Text segment.
== Segment start ==

Hi ryleeee, good for you for researching this important decision. So many people spend more time on picking out a name for their baby than deciding whether or not to put him through surgery after he is born.

IMO, infant circumcision is purely cosmetic. Meaning that parents usually do it so their kid "matches" Daddy or friends. My hubby is circed but our boys are not. There is absolutely no problem there and we don't anticipate there to be a problem in the future. As far as being like his friends, Alberta has a circumcision rate of only 20% so if you do it, you will in fact be putting him into the minority.

I live in Ontario and the rates here have drastically dropped since my dh was born. Just by that alone it only makes sense not to circumcise. I figure that if it was such a great idea that more and more people would be doing it, not less and less.

Anyhoo, here is a link to some great info that I found while expecting my first and some more since then,
http://www.mothering.com/discussions...d.php?t=207626

I hope you find what you are looking for.

== Segment end ==

What is required.
What circumcision rate does the post on infant circumcision give for Alberta? These rows have no connection to the post.

Items listed in a dataset.

== Segment start ==

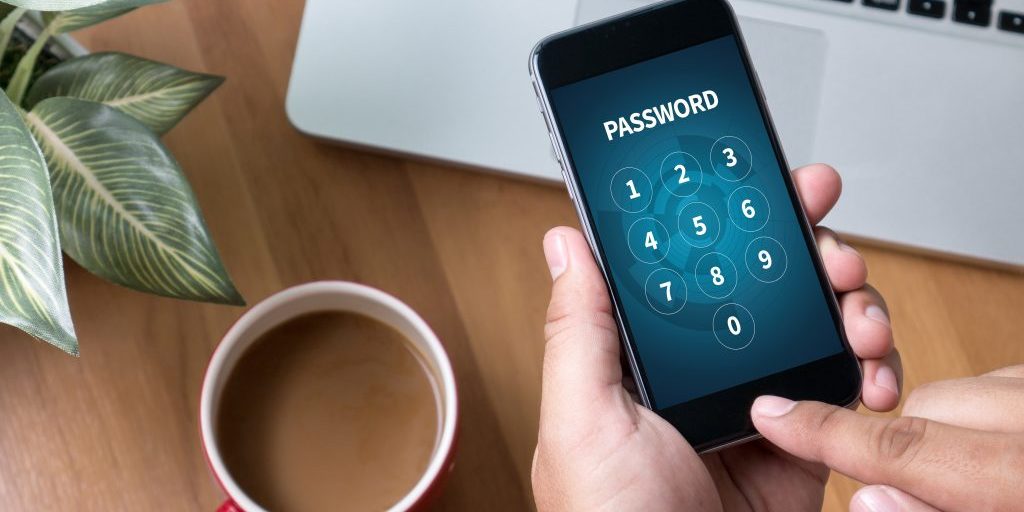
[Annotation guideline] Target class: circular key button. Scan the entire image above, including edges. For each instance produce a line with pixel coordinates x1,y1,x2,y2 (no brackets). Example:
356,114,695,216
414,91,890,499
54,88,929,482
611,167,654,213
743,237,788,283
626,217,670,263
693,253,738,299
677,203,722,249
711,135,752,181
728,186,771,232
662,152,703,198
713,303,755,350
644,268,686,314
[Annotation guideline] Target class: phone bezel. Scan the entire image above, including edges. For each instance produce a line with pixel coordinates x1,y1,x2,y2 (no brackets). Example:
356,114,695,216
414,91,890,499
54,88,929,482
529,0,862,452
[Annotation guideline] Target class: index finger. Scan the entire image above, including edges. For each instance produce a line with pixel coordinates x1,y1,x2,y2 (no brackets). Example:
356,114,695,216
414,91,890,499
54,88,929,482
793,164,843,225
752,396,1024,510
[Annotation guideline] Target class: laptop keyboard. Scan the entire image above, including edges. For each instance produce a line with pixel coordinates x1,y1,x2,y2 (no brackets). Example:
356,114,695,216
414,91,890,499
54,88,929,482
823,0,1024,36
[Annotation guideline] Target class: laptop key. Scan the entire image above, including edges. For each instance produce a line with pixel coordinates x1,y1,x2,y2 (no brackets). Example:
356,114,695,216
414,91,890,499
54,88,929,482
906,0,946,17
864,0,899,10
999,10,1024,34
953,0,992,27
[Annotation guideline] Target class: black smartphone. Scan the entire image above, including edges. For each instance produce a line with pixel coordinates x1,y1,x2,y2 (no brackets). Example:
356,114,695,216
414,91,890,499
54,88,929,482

== Segment end ==

Response area.
Only 20%.